**Job:**
Please report each line of the items below that contains the word "tall". Matches are case-sensitive.

**Records shown:**
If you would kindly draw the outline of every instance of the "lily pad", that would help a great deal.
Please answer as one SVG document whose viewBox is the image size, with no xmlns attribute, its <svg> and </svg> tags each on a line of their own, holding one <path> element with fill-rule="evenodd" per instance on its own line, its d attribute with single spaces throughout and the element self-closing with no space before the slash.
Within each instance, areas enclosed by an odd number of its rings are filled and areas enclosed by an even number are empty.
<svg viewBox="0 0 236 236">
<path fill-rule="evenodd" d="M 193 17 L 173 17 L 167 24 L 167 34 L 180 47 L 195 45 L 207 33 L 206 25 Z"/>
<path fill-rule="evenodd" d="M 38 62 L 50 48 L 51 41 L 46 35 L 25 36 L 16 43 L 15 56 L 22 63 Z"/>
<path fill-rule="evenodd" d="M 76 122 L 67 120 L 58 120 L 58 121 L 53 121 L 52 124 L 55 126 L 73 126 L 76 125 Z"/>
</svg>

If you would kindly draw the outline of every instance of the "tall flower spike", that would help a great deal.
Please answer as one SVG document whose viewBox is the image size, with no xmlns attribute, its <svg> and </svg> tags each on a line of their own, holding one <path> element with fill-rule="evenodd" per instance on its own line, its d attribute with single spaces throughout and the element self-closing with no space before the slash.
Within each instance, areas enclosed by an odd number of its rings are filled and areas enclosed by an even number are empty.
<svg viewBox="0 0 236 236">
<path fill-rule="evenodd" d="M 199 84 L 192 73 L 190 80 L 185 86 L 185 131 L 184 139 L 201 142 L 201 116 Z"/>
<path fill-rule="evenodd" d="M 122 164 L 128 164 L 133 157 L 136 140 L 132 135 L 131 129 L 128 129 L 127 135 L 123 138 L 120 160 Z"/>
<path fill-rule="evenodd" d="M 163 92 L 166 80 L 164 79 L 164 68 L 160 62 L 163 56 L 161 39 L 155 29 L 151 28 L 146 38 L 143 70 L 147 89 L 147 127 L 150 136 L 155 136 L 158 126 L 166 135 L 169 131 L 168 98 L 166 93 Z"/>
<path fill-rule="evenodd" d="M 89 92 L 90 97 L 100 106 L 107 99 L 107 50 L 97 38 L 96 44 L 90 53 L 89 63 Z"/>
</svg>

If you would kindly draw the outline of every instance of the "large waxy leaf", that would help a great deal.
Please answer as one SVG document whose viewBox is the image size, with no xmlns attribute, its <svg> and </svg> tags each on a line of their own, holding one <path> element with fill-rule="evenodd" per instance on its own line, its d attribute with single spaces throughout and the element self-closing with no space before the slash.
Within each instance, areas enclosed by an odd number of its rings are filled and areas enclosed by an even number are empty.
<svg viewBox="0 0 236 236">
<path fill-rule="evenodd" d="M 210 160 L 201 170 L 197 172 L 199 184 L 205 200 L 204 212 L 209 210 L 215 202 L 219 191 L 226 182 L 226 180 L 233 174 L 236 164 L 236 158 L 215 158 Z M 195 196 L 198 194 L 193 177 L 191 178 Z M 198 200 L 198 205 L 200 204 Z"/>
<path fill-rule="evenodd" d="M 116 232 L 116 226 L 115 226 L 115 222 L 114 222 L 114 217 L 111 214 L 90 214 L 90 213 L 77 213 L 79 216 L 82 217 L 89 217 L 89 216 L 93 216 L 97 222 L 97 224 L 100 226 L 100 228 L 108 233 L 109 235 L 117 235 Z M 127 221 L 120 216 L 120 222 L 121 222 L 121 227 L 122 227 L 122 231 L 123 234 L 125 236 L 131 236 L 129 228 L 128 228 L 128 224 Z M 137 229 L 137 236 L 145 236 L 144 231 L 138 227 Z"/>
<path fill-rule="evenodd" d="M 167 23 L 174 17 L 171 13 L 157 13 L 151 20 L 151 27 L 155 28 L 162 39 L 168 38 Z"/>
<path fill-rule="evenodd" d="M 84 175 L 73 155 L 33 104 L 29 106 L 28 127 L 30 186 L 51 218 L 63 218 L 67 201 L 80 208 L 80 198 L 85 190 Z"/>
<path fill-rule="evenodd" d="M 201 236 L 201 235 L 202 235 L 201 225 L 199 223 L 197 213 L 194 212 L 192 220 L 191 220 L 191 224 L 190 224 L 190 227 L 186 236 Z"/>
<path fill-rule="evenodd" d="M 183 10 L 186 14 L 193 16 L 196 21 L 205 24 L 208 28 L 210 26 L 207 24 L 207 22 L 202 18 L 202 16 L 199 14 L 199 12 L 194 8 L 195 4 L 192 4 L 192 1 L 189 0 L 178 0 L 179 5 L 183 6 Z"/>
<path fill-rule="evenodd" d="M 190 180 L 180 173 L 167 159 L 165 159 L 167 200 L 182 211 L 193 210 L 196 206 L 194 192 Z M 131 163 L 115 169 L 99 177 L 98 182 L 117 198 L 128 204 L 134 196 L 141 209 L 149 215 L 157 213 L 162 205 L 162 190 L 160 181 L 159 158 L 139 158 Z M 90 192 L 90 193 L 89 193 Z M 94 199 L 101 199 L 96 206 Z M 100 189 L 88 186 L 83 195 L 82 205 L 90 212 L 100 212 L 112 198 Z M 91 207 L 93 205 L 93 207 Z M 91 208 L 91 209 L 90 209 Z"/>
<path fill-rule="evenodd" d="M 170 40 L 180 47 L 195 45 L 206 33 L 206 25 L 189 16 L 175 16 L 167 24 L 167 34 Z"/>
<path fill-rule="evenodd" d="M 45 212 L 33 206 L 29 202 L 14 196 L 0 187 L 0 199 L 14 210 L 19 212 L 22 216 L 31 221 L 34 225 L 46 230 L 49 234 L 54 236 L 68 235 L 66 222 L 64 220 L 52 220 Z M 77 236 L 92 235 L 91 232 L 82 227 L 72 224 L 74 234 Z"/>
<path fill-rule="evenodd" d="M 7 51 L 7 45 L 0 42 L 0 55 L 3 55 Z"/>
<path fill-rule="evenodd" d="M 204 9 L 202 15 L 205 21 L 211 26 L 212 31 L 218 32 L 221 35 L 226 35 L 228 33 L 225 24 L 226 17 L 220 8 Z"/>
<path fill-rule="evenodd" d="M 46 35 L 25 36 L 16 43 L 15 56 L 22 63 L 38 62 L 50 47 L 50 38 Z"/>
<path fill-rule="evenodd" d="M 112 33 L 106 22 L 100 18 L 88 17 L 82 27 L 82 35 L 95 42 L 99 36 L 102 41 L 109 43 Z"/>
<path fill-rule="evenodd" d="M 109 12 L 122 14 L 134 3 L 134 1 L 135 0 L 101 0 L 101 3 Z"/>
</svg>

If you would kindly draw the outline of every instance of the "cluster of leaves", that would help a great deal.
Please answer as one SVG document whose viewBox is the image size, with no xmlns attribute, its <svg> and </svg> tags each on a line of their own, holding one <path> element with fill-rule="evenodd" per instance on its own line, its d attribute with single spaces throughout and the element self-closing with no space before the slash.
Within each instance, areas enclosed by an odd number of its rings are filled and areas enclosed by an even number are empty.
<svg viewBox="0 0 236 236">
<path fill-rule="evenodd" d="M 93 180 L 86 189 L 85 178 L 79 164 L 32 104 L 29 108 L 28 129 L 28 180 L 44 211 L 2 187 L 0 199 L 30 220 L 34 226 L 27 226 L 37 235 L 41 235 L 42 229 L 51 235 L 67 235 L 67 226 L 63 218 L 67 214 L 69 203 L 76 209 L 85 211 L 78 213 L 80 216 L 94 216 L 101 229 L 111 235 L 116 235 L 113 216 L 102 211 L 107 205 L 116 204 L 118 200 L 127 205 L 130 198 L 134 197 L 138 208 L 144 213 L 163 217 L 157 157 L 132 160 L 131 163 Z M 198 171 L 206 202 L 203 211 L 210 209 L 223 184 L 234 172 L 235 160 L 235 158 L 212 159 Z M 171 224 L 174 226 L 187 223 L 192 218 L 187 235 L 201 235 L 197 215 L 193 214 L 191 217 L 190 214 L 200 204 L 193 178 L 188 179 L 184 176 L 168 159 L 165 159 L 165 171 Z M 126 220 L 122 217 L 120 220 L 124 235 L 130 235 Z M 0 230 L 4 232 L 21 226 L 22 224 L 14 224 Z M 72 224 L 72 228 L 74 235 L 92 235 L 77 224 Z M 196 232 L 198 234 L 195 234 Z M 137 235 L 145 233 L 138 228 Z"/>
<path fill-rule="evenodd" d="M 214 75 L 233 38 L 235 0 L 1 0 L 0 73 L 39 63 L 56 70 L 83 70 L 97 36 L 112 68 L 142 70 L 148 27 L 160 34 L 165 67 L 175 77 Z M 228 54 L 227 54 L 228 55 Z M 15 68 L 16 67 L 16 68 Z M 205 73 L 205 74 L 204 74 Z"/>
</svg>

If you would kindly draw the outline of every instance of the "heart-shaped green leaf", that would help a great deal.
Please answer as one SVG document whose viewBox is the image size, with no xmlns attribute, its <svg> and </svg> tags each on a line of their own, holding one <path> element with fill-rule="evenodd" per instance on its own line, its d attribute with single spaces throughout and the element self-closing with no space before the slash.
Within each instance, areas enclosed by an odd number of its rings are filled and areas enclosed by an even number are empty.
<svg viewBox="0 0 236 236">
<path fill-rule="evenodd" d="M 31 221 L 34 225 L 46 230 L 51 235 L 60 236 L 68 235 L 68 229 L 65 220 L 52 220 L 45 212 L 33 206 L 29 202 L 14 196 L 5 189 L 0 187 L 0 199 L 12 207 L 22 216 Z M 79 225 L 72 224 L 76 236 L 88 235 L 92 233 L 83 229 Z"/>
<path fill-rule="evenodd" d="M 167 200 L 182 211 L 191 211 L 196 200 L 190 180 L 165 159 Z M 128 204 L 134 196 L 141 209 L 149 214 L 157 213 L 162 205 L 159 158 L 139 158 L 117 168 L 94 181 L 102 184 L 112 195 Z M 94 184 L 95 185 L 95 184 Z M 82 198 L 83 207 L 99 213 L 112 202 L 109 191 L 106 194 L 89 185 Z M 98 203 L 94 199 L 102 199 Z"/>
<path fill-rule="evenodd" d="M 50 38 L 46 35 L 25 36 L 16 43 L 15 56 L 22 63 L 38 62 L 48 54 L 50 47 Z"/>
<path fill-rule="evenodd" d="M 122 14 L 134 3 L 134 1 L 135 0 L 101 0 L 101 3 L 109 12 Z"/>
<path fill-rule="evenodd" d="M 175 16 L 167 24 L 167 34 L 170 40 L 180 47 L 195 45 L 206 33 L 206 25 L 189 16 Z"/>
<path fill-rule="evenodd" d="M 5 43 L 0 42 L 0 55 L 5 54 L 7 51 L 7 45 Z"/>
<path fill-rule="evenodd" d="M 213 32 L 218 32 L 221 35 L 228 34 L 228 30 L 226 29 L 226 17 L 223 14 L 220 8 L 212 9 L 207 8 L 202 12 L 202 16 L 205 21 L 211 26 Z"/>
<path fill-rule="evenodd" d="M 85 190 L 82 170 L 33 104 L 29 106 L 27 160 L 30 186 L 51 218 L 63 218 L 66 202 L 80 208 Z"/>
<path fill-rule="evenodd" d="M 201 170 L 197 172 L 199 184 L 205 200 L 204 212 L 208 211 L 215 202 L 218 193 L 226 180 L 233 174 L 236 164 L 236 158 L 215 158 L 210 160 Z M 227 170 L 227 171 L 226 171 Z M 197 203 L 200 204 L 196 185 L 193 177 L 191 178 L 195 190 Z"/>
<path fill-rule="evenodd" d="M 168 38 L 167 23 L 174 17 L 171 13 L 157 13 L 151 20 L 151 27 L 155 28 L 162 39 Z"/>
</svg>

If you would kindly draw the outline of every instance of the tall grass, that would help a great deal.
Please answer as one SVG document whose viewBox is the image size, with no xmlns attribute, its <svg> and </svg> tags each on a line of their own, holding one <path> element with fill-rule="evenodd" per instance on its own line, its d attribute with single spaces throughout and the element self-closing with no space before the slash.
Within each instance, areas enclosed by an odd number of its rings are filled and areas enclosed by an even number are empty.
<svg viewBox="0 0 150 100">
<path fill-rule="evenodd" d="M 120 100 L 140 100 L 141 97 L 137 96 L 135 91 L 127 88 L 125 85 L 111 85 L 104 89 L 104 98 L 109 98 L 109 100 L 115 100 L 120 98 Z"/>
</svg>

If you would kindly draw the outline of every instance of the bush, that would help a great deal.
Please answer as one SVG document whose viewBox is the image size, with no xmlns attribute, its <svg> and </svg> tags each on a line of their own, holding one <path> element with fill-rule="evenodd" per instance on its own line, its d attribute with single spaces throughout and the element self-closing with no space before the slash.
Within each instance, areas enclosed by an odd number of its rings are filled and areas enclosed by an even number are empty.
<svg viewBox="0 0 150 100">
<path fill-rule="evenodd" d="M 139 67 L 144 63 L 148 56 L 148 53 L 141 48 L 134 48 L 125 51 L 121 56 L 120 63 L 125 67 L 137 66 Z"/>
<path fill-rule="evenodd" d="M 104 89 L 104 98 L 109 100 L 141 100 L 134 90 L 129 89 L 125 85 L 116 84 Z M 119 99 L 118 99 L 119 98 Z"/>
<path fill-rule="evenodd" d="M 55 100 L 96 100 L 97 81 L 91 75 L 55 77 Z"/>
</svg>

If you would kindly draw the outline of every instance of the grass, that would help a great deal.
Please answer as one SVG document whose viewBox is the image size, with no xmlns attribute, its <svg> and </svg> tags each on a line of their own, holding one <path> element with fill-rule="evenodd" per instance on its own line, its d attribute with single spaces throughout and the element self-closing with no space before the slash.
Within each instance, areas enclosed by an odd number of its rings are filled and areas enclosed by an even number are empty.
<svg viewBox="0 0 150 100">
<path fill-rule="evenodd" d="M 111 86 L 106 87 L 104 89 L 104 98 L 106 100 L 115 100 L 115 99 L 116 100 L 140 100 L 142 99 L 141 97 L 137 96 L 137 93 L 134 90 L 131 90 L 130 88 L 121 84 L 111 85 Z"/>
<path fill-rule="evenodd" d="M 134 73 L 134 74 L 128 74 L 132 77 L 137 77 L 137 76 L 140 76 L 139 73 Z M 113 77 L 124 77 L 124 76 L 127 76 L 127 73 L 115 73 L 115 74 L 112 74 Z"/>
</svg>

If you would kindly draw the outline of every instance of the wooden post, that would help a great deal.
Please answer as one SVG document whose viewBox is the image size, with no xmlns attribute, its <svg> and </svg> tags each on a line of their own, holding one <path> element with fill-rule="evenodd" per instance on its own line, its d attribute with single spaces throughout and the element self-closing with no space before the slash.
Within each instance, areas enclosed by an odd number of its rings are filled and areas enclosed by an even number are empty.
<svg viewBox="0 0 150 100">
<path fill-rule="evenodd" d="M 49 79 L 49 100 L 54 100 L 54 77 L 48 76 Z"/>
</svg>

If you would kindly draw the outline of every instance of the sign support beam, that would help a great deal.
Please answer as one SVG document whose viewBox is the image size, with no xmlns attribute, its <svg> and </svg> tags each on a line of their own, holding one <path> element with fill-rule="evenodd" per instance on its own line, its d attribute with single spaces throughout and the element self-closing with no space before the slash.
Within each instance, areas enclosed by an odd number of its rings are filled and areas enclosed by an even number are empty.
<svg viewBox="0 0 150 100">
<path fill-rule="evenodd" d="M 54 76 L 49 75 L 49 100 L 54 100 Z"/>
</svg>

**Full response:**
If you would kindly draw the outline of every instance of the "tall flower spike", that would help a great deal.
If you would kindly draw the outline of every instance of the tall grass, that would help a great deal.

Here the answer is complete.